Substitute "mark" for every occurrence of "point at" in the listing below, and write the listing out again with nothing else changed.

◆ ◆ ◆ ◆ ◆ ◆ ◆

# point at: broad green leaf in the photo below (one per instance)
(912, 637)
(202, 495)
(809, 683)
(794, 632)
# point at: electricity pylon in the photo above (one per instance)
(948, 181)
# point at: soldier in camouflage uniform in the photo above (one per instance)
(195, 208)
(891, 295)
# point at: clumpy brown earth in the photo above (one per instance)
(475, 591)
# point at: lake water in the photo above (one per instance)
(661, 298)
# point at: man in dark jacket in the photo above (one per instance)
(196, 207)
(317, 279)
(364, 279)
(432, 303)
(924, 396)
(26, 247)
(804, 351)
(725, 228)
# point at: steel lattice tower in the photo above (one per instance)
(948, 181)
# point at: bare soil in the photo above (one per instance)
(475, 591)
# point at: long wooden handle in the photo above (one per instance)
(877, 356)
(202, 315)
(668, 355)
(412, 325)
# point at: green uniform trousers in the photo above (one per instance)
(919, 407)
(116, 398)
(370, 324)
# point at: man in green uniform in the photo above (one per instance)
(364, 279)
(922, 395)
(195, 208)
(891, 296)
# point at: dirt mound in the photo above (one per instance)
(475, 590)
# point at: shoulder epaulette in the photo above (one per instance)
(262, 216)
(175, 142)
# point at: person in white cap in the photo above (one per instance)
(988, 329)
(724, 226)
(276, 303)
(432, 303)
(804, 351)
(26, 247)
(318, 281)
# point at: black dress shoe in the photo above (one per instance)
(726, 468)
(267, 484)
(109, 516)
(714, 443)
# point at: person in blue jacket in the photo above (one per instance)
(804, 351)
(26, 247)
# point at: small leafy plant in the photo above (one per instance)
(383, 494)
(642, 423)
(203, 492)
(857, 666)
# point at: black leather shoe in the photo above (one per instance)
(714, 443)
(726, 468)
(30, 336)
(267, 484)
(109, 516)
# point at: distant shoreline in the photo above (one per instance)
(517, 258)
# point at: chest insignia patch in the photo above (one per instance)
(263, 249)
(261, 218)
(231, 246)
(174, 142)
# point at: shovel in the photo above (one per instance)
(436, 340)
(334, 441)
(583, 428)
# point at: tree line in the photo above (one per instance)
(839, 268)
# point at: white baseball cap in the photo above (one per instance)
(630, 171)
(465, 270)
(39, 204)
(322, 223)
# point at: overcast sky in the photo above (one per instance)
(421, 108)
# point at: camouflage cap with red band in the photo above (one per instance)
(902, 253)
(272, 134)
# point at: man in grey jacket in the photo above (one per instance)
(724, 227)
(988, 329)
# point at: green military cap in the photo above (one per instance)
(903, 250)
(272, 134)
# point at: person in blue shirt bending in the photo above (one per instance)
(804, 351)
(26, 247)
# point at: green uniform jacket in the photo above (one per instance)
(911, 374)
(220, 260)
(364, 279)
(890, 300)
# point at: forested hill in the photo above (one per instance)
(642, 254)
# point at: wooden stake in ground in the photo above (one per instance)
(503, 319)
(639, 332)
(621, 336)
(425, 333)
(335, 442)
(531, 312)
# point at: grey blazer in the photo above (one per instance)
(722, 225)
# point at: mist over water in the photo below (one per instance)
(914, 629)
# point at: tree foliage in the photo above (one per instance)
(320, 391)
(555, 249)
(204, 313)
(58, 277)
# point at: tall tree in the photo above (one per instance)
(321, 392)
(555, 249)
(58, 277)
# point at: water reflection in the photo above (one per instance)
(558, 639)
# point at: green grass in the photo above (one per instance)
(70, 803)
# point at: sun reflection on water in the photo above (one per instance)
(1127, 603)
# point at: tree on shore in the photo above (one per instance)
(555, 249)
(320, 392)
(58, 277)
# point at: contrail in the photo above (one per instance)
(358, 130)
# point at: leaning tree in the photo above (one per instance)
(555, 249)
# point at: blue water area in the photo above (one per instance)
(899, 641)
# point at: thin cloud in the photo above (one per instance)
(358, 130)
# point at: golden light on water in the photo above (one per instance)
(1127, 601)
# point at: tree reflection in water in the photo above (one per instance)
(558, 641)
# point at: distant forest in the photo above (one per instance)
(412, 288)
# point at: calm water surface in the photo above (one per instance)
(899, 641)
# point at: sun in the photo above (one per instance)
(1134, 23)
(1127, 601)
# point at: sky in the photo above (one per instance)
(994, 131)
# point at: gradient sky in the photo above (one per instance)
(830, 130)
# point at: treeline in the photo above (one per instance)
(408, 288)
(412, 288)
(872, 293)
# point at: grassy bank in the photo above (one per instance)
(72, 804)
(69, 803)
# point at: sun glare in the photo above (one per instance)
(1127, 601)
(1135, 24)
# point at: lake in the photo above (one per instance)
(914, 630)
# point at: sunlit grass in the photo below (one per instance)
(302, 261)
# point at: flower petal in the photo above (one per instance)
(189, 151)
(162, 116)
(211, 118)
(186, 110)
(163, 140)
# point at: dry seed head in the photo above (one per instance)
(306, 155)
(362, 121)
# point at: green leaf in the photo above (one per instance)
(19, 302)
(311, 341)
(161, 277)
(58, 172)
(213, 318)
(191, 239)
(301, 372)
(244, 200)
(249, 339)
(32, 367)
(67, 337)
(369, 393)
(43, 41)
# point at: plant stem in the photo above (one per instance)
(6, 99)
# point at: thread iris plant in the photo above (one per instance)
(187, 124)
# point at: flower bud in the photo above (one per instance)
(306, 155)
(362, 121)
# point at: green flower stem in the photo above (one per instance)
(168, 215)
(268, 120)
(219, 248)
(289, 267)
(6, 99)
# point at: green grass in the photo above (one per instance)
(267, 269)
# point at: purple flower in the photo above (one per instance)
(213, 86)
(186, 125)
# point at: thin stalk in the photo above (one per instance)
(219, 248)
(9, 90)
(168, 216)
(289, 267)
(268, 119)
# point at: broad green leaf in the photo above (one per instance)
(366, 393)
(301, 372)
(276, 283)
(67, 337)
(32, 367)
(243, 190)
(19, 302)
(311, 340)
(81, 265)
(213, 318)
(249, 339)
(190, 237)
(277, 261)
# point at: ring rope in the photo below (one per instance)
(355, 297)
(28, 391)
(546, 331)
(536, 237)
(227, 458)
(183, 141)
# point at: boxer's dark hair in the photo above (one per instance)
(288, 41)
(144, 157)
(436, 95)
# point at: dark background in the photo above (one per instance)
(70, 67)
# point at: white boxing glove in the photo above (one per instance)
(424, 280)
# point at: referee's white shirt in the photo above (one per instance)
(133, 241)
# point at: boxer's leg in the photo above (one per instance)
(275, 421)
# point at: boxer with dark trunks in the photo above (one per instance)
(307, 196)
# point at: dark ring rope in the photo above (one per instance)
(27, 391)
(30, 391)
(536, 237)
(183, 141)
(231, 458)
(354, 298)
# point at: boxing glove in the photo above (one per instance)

◆ ◆ ◆ ◆ ◆ ◆ ◆

* _Reply_:
# mark: broad green leaf in the photo below (one per instance)
(912, 637)
(202, 495)
(809, 683)
(794, 632)
# mark: electricity pylon in the photo above (one per instance)
(948, 181)
# mark: soldier in camouflage uniform in the photo above (one per instance)
(195, 208)
(891, 295)
# mark: clumpy brown earth in the photo above (one per instance)
(475, 591)
# mark: lake water in the photo above (one per instance)
(661, 298)
# mark: man in dark jacket in the photo above (one per instance)
(196, 207)
(317, 279)
(364, 279)
(432, 303)
(924, 396)
(26, 247)
(804, 351)
(725, 228)
# mark: steel lattice tower in the photo above (one per instance)
(948, 181)
# mark: bare soil in the photo above (one per instance)
(475, 591)
# mark: long wooden handle in the photo above (one per instance)
(877, 356)
(202, 315)
(668, 355)
(412, 325)
# mark: green uniform trousers in the photo above (one per instance)
(919, 407)
(116, 398)
(370, 324)
# mark: man in green uniform in the photo above (one per instance)
(364, 279)
(922, 395)
(195, 208)
(891, 296)
# mark: dirt mound in the photo above (one per instance)
(475, 590)
# mark: shoulder epaulette in the photo above (one per instance)
(262, 216)
(175, 142)
# mark: person in white cap in the photo above (one per instance)
(988, 329)
(724, 226)
(276, 303)
(432, 303)
(804, 351)
(26, 247)
(318, 281)
# mark: black dress shoe in the photo above (one per instance)
(726, 468)
(267, 484)
(109, 516)
(714, 443)
# mark: person in blue jacket in the photo above (one per instance)
(804, 351)
(26, 247)
# mark: small leafy plant in the photo above (one per instance)
(383, 494)
(642, 423)
(203, 492)
(857, 666)
# mark: black leather shoe in the photo above (one per instance)
(714, 443)
(726, 468)
(30, 336)
(267, 484)
(109, 516)
# mark: distant shoreline in the photo above (one per instance)
(517, 258)
# mark: chest insignia patch in the photo above (one per instance)
(263, 249)
(261, 218)
(231, 246)
(174, 142)
# mark: shovel in the photo above (one per instance)
(436, 340)
(334, 441)
(583, 428)
# mark: tree line in the photo above (one per instance)
(839, 268)
# mark: white baseball cap in the photo above (one per instance)
(630, 171)
(465, 270)
(39, 204)
(322, 223)
# mark: overcast sky in the photo above (one per instance)
(421, 108)
# mark: camouflage cap with red band in the photo above (one per instance)
(902, 253)
(272, 134)
# mark: man in grey jacket in the photo above (one per instance)
(724, 227)
(988, 329)
# mark: green military cap in the photo above (one per instance)
(903, 250)
(272, 134)
# mark: person in blue shirt bending in the photo above (one per instance)
(804, 351)
(26, 247)
# mark: green uniform jacket in the photo above (one per instance)
(911, 374)
(220, 260)
(364, 279)
(890, 300)
# mark: forested hill in the photo above (one per instance)
(642, 254)
# mark: wooden stake in ground in the photo above (one per instance)
(503, 319)
(639, 332)
(621, 336)
(425, 333)
(335, 442)
(531, 312)
# mark: grey blazer in the photo above (one per instance)
(722, 225)
# mark: mist over water in the photo below (one per instance)
(914, 629)
# mark: tree foliage in the photo above (one per instance)
(320, 391)
(555, 249)
(204, 313)
(58, 277)
# mark: tall tree in the photo above (one per instance)
(321, 392)
(555, 249)
(58, 277)
# mark: water reflection in the photo above (one per instance)
(558, 639)
# mark: green grass in the photo above (one per instance)
(70, 803)
# mark: sun reflection on water in the photo above (one per instance)
(1127, 603)
# mark: tree on shore in the photo above (one per instance)
(555, 249)
(320, 392)
(58, 277)
# mark: contrail in the photo above (one per instance)
(358, 130)
# mark: leaning tree in the photo above (one per instance)
(555, 249)
# mark: blue water area in the photo above (one per instance)
(899, 641)
# mark: thin cloud in the photo above (one per instance)
(358, 130)
# mark: golden light on water in the photo above (one per instance)
(1127, 601)
# mark: tree reflection in water in the photo above (one per instance)
(558, 641)
# mark: distant forest in the photo above (one per instance)
(412, 288)
# mark: calm water surface in the photo above (one per instance)
(899, 641)
# mark: sun in the photo above (one per instance)
(1134, 23)
(1127, 601)
# mark: sky in the photo above (one per instance)
(994, 131)
# mark: gradient sky in the photo above (one per instance)
(830, 130)
# mark: treeline in the photo above (one per instance)
(408, 288)
(412, 288)
(872, 293)
# mark: grassy bank in the photo above (one per instance)
(72, 804)
(69, 803)
# mark: sun glare in the photo above (one per instance)
(1127, 601)
(1135, 24)
# mark: lake in the photo above (one per instance)
(914, 630)
# mark: sunlit grass in the photo below (one per instance)
(302, 261)
# mark: flower petal in the photo above (one per instance)
(189, 151)
(162, 116)
(211, 118)
(186, 110)
(163, 140)
# mark: dry seed head in the photo above (one per instance)
(306, 155)
(362, 121)
# mark: green leaf in the photo above (one per instance)
(19, 302)
(311, 341)
(161, 277)
(58, 172)
(213, 318)
(191, 239)
(301, 372)
(244, 200)
(249, 339)
(32, 367)
(67, 337)
(369, 393)
(43, 41)
# mark: plant stem in the photo above (one per instance)
(6, 99)
# mark: thread iris plant in the photo above (one per instance)
(187, 124)
# mark: flower bud in the photo above (one per instance)
(306, 155)
(362, 121)
# mark: green flower stem in the photo above (one per instance)
(168, 215)
(268, 120)
(219, 248)
(289, 267)
(6, 99)
# mark: green grass in the photo above (one per instance)
(267, 269)
# mark: purple flower in the photo above (one per instance)
(213, 86)
(186, 125)
# mark: thin stalk in the photo above (one per instance)
(219, 248)
(9, 90)
(168, 216)
(289, 267)
(268, 119)
# mark: broad green leaf in the photo above (one per instance)
(366, 393)
(301, 372)
(276, 283)
(67, 337)
(32, 367)
(243, 190)
(19, 302)
(311, 340)
(81, 265)
(213, 318)
(249, 339)
(190, 237)
(277, 261)
# mark: ring rope in the photo below (one per instance)
(355, 297)
(28, 391)
(546, 331)
(536, 237)
(227, 458)
(183, 141)
# mark: boxer's dark hair in the photo above (one per instance)
(288, 41)
(144, 157)
(436, 95)
# mark: dark background in the photo above (one per instance)
(70, 67)
# mark: white boxing glove in the photo above (one per instance)
(424, 280)
# mark: referee's white shirt in the photo above (one per instance)
(133, 241)
# mark: boxer's leg in the photo above (one per instance)
(275, 421)
# mark: boxer with dark trunks in the photo above (one per instance)
(307, 196)
# mark: dark ring rope in the photo above (one per instance)
(27, 391)
(30, 391)
(536, 237)
(183, 141)
(231, 458)
(354, 298)
# mark: boxing glove in the photo above (one per instance)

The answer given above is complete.